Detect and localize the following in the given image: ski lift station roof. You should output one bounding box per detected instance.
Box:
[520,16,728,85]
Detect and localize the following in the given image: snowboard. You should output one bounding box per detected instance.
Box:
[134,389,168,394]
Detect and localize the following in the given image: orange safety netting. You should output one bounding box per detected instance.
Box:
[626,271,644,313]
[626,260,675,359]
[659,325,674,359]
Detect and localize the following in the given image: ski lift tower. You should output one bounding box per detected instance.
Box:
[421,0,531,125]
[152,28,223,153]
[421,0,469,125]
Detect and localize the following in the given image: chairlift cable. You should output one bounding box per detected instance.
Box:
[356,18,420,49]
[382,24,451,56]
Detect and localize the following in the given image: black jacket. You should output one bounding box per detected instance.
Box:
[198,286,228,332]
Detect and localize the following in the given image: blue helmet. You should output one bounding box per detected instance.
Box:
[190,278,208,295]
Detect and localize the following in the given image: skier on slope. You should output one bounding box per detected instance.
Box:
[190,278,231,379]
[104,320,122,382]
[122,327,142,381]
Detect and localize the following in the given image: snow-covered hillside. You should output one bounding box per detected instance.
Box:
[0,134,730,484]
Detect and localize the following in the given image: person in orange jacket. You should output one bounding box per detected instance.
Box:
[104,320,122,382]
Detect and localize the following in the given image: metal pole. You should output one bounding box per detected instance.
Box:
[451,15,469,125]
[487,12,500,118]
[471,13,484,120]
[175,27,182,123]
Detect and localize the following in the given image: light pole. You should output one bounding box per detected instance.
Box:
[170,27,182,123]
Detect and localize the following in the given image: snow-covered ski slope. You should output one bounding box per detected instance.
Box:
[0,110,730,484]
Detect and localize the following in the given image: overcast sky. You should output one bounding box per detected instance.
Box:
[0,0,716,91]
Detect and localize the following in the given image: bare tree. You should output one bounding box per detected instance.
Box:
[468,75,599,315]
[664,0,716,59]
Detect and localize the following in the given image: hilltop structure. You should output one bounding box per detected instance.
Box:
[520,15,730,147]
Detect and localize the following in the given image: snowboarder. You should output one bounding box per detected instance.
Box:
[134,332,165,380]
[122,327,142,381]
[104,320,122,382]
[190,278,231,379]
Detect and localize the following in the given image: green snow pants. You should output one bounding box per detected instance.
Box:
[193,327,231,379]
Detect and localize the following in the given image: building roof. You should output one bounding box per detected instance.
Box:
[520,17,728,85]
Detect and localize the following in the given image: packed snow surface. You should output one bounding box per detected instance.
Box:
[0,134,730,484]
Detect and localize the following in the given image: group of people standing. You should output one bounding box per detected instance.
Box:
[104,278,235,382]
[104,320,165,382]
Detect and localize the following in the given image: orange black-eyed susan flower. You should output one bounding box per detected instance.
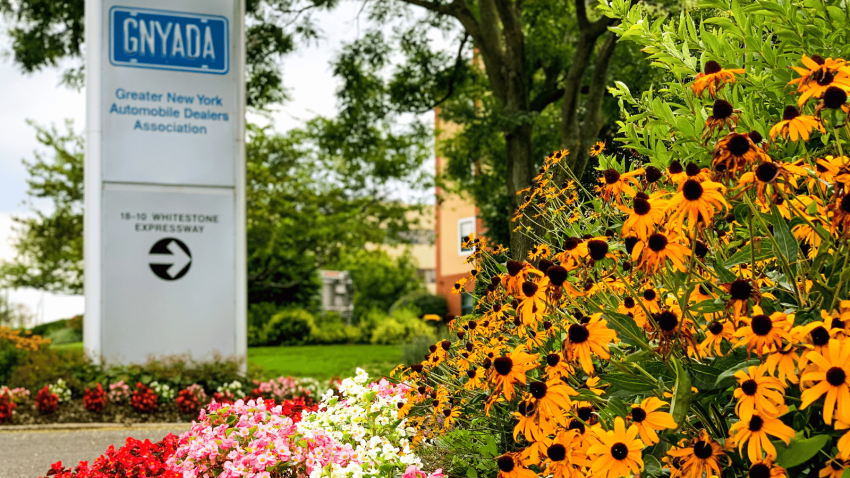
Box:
[588,141,605,158]
[720,279,761,321]
[562,313,617,373]
[800,339,850,425]
[702,99,741,139]
[667,179,729,231]
[489,345,538,400]
[632,232,692,274]
[729,405,796,462]
[587,417,644,478]
[596,168,644,204]
[620,191,667,241]
[496,453,537,478]
[630,397,679,445]
[735,365,785,421]
[667,430,727,478]
[770,105,826,141]
[735,306,794,357]
[711,132,768,177]
[699,320,735,357]
[691,60,744,98]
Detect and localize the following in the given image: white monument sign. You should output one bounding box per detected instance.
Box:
[84,0,247,363]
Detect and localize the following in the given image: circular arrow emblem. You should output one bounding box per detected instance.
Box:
[150,237,192,281]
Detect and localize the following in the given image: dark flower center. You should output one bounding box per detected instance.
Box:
[823,86,847,110]
[711,100,734,119]
[567,420,584,434]
[682,179,703,201]
[751,315,773,336]
[726,133,750,156]
[567,324,590,344]
[602,168,620,184]
[644,166,663,184]
[496,456,516,473]
[756,163,779,183]
[667,161,685,174]
[708,320,723,335]
[493,357,514,375]
[702,60,723,75]
[611,443,629,460]
[747,463,770,478]
[655,310,679,332]
[839,194,850,214]
[564,237,581,251]
[685,162,702,176]
[729,279,753,300]
[782,105,800,121]
[811,326,829,345]
[546,266,567,287]
[528,382,549,400]
[826,367,847,387]
[546,443,567,461]
[587,239,608,261]
[694,241,708,257]
[517,400,537,417]
[741,379,759,397]
[647,232,667,252]
[632,198,652,216]
[694,440,714,460]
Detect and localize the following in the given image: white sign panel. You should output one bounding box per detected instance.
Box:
[84,0,246,363]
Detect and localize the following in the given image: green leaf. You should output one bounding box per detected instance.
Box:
[670,357,692,426]
[770,205,799,263]
[776,432,829,468]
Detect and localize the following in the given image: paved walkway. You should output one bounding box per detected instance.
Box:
[0,424,189,478]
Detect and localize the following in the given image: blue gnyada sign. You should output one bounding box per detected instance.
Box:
[109,7,230,75]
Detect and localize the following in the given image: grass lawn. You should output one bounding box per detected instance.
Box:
[52,342,401,380]
[248,345,401,380]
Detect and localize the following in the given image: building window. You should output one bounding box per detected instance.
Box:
[460,292,472,315]
[457,216,475,256]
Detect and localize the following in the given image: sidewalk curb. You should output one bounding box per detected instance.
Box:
[0,422,192,433]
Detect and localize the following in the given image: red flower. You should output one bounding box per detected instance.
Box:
[83,384,106,413]
[35,385,59,415]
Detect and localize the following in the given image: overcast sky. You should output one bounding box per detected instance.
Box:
[0,2,434,322]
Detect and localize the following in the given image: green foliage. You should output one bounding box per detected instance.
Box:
[389,290,448,318]
[263,308,315,345]
[336,250,422,320]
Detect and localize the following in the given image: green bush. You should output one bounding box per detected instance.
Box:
[369,309,434,344]
[311,312,363,344]
[390,290,449,318]
[263,308,315,346]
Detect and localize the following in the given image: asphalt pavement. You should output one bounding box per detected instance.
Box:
[0,423,190,478]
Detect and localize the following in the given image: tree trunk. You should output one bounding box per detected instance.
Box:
[505,124,534,261]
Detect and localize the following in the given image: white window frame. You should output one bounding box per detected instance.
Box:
[457,216,476,256]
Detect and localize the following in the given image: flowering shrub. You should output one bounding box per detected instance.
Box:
[35,385,59,415]
[108,380,130,403]
[176,384,207,415]
[48,378,71,403]
[0,392,18,423]
[390,0,850,478]
[83,384,106,413]
[150,381,176,403]
[130,382,159,413]
[0,386,30,404]
[42,434,180,478]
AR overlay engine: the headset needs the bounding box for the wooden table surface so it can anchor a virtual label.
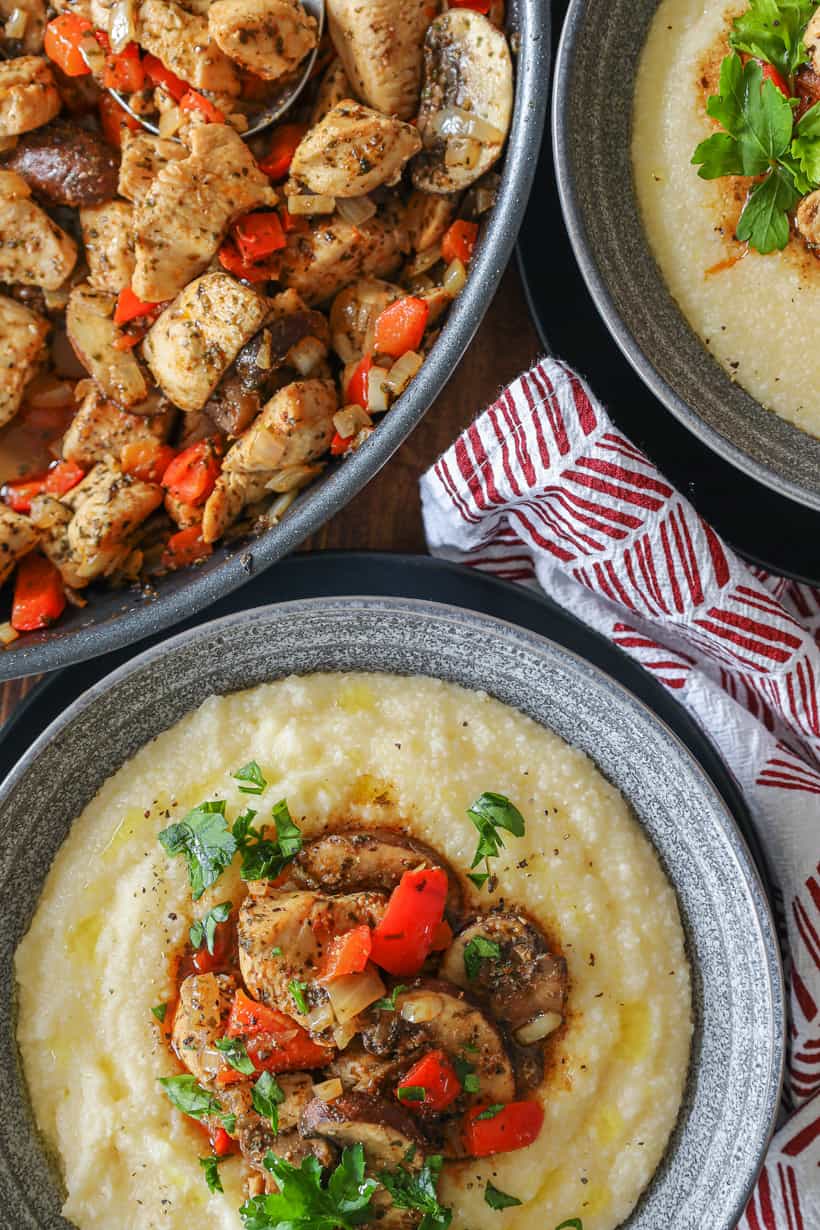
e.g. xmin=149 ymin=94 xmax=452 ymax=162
xmin=0 ymin=266 xmax=538 ymax=723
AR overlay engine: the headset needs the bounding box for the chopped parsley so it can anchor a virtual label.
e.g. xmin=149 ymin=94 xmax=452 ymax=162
xmin=188 ymin=902 xmax=234 ymax=957
xmin=465 ymin=935 xmax=502 ymax=982
xmin=240 ymin=1144 xmax=379 ymax=1230
xmin=484 ymin=1180 xmax=521 ymax=1209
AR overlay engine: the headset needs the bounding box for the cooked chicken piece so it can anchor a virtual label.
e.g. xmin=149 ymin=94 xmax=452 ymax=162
xmin=310 ymin=57 xmax=354 ymax=127
xmin=80 ymin=200 xmax=134 ymax=295
xmin=237 ymin=893 xmax=385 ymax=1047
xmin=133 ymin=124 xmax=277 ymax=303
xmin=0 ymin=502 xmax=41 ymax=585
xmin=0 ymin=55 xmax=61 ymax=137
xmin=0 ymin=167 xmax=77 ymax=290
xmin=282 ymin=210 xmax=408 ymax=304
xmin=65 ymin=282 xmax=149 ymax=410
xmin=63 ymin=386 xmax=172 ymax=469
xmin=290 ymin=98 xmax=422 ymax=197
xmin=208 ymin=0 xmax=318 ymax=81
xmin=138 ymin=272 xmax=268 ymax=411
xmin=327 ymin=0 xmax=439 ymax=119
xmin=0 ymin=295 xmax=52 ymax=427
xmin=118 ymin=128 xmax=189 ymax=204
xmin=172 ymin=974 xmax=236 ymax=1084
xmin=412 ymin=9 xmax=513 ymax=193
xmin=136 ymin=0 xmax=241 ymax=97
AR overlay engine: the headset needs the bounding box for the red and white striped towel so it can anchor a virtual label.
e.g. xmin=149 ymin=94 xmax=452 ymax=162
xmin=422 ymin=359 xmax=820 ymax=1230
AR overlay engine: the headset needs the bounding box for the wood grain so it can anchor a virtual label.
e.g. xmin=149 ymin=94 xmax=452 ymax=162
xmin=0 ymin=267 xmax=538 ymax=723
○ ○ ○ ○
**Task details:**
Starting at the beginning of the items and going on through the line that contains "[134,389,168,394]", write out those lines as a numbered list, leaving out any blank lines.

**Task answer:**
1. Detect and localize the following in the given image: ski lift station roof. You should output one bounding box per detected instance.
2. Box:
3. [520,16,728,85]
4. Detect and localize the following in the given image: snowboard. You should output one bounding box per detected instance.
5. Box:
6. [134,389,168,394]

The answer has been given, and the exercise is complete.